--- WORK TO COMPLETE ---
Repeat the data below, swapping every "the pointer" for "the locator" and leaving everything else unchanged.

──────── DATA ROWS ────────

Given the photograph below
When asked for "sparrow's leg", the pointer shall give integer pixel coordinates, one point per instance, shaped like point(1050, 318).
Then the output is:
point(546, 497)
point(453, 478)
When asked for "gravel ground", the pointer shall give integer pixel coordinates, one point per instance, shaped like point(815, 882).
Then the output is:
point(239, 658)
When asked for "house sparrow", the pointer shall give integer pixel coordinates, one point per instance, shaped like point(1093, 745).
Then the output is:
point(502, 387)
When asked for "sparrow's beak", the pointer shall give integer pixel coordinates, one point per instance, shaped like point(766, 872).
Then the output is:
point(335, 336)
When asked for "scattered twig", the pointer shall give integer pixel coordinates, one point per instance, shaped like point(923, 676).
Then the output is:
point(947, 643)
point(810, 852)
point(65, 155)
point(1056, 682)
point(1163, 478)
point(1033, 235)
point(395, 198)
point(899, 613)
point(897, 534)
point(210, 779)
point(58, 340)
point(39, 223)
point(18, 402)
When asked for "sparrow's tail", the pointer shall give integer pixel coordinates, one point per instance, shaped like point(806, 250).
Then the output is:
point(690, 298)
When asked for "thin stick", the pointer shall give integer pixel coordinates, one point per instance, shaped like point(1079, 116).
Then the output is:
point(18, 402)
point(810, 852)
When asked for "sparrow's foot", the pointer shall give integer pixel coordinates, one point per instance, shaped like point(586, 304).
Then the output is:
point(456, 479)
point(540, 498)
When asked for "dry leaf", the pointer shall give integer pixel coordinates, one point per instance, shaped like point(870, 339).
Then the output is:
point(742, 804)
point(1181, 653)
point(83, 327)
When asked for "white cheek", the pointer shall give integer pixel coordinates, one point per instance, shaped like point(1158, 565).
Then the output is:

────────

--- OUTPUT FOR THIS EXERCISE ---
Given the photograph below
When asked for "sparrow's leg", the locator shall give integer pixel coordinates, one point per instance, shaped like point(1050, 318).
Then the output is:
point(546, 497)
point(453, 478)
When asked for "gravel ground", the locator shall give integer pixel coordinates, one point per instance, shaped like point(815, 882).
Then the output is:
point(239, 658)
When asked for "house sparrow", the locator shall give integer pixel coordinates, one point per instance, shaped like point(1093, 745).
Then the output is:
point(502, 387)
When asked for "sparrow's beak", the locator shall give integer pixel coordinates, one point per instance, shaped like point(766, 872).
Then the output is:
point(335, 336)
When asked for "scattered twig", the locator shall give integer pixel coordinates, one point per instance, shaped like point(923, 676).
Then the output is:
point(947, 643)
point(810, 852)
point(65, 155)
point(1056, 682)
point(1163, 478)
point(1033, 235)
point(395, 198)
point(899, 613)
point(897, 534)
point(210, 779)
point(58, 340)
point(39, 223)
point(18, 402)
When asked for "sparrow's tail", the locator shall give integer pixel coordinates, one point per instance, shaped like point(806, 250).
Then the output is:
point(690, 298)
When asked for "thin stick", the locator shall give integer pixel coordinates, one point per instance, shaped like point(1079, 116).
Then the output is:
point(18, 402)
point(810, 852)
When asked for "sparrow's foot", the locator shall give integer pixel coordinates, one point per instance, shaped like point(586, 304).
Then the output is:
point(456, 479)
point(540, 498)
When asked for "dry leaf", the locator shall give integer pixel coordinates, one point per instance, shaped like point(870, 339).
Then the output is:
point(742, 804)
point(1181, 653)
point(83, 327)
When asked for "white cheek", the locator shall give integer pixel coordinates, one point per instance, shaped like point(1158, 565).
Then the output is:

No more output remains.